### [Bagian Teks]
__________

Berita

Publikasi - Berita

Menjadi Fasilitator Sekolah Penggerak di Kalimantan Tengah: Melewati Sungai Beriam atau Berbuaya, dan Tanah Berair

Menjadi Fasilitator Sekolah Penggerak (FSP) Program Sekolah Penggerak (PSP) memang bukanlah kewajiban. Hanya sekadar tugas tambahan, yang didasari jiwa kesukarelawanan. Namun, peran FSP dalam pendampingan Sekolah PSP tidak dapat diremehkan—justru menjadi ujung tombak dalam pengembangan hasil belajar secara holistik kepada anak didik.

__________

### [Data yang Diberikan]
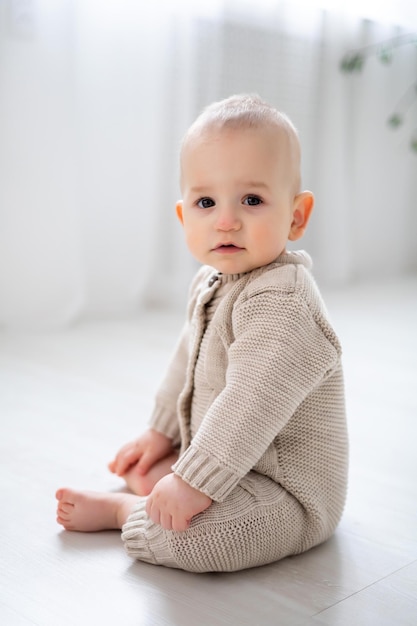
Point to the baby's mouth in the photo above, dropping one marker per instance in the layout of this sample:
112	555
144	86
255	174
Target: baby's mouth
227	247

__________

### [Yang Harus Dikerjakan]
[1] Jelaskan dalam satu sampai tiga kalimat mengapa peran FSP dalam pendampingan sekolah PSP tidak dapat diremehkan menurut teks tentang fasilitator Sekolah Penggerak.
[2] Tuliskan ulang persis seluruh bagian teks tentang fasilitator Sekolah Penggerak, mulai dari "Menjadi Fasilitator Sekolah Penggerak di" terus sampai "kepada anak didik.".
Kerjakan hanya dengan berpedoman pada teks tentang fasilitator Sekolah Penggerak, tanpa memakai item.

### [Kumpulan Jawaban]
[1] Peran FSP tidak dapat diremehkan karena peran itu justru menjadi ujung tombak dalam pengembangan hasil belajar anak didik secara holistik.

[2]
Menjadi Fasilitator Sekolah Penggerak di Kalimantan Tengah: Melewati Sungai Beriam atau Berbuaya, dan Tanah Berair

Menjadi Fasilitator Sekolah Penggerak (FSP) Program Sekolah Penggerak (PSP) memang bukanlah kewajiban. Hanya sekadar tugas tambahan, yang didasari jiwa kesukarelawanan. Namun, peran FSP dalam pendampingan Sekolah PSP tidak dapat diremehkan—justru menjadi ujung tombak dalam pengembangan hasil belajar secara holistik kepada anak didik.